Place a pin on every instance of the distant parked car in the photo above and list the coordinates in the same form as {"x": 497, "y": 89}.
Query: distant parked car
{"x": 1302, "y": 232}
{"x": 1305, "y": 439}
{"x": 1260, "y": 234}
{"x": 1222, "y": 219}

#####

--- Exercise brief ---
Extract the full listing above without altering anything.

--- Full solution ---
Place a pin on every instance of the distant parked car in the photo above and list the coordinates in the same form as {"x": 497, "y": 89}.
Query: distant parked car
{"x": 1302, "y": 232}
{"x": 1305, "y": 439}
{"x": 1260, "y": 234}
{"x": 1222, "y": 219}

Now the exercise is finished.